--- Start of Data records ---
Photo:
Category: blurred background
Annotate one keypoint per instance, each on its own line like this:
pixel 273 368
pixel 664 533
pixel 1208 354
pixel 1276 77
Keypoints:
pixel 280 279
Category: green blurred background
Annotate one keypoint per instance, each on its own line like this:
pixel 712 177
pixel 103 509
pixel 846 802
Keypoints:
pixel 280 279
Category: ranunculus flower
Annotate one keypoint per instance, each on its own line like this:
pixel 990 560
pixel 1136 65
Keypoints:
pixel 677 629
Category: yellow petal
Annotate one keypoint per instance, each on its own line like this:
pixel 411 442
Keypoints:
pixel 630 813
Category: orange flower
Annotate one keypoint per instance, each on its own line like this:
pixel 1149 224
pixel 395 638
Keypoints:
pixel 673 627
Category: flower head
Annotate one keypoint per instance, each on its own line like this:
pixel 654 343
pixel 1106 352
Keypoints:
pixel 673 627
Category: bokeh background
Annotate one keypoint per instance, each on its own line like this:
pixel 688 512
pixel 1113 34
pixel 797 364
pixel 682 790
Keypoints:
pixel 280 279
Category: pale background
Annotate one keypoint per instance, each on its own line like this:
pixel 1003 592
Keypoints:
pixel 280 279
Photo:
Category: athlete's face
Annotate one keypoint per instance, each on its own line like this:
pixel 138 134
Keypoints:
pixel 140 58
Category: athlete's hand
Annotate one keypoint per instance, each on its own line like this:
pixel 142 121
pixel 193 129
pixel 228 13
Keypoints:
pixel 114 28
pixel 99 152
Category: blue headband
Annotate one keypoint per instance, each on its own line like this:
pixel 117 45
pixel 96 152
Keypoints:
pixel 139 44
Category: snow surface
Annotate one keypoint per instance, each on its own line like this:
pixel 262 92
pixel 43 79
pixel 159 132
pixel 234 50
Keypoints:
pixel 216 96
--- End of Data records ---
## Stated task
Rename "Category" to "Label" in the lines from the first one up to and including the line with "pixel 99 152", and write out only those lines with nothing else altered.

## Full solution
Photo:
Label: blurred background
Annotate one keypoint per instance, each on its own line like this:
pixel 273 368
pixel 664 533
pixel 1208 354
pixel 1276 77
Keypoints:
pixel 280 279
Label: green blurred background
Annotate one keypoint per instance, each on its own line like this:
pixel 712 177
pixel 103 509
pixel 846 802
Keypoints:
pixel 280 279
Label: ranunculus flower
Annotate one keypoint per instance, each on its own line like this:
pixel 990 560
pixel 1136 65
Keypoints:
pixel 677 629
Label: yellow petal
Annotate one keypoint per instance, each on its own line like this:
pixel 411 442
Keypoints:
pixel 630 813
Label: orange flower
Annotate one keypoint per instance, each on its own line like this:
pixel 1149 224
pixel 395 638
Keypoints:
pixel 673 627
Label: flower head
Annotate one keypoint per instance, each on its own line like this:
pixel 654 343
pixel 1106 352
Keypoints:
pixel 673 627
Label: bokeh background
Annotate one keypoint per instance, each on its own line like this:
pixel 688 512
pixel 1113 34
pixel 797 364
pixel 682 790
Keypoints:
pixel 280 279
Label: pale background
Annotate one keypoint per instance, each on its own line like this:
pixel 1003 592
Keypoints:
pixel 280 279
Photo:
Label: athlete's face
Annotate one keypoint per instance, each on its own line like this:
pixel 138 134
Keypoints:
pixel 140 58
Label: athlete's hand
Annotate one keypoint per instance, each on its own line like this:
pixel 142 121
pixel 193 129
pixel 228 13
Keypoints:
pixel 114 28
pixel 99 152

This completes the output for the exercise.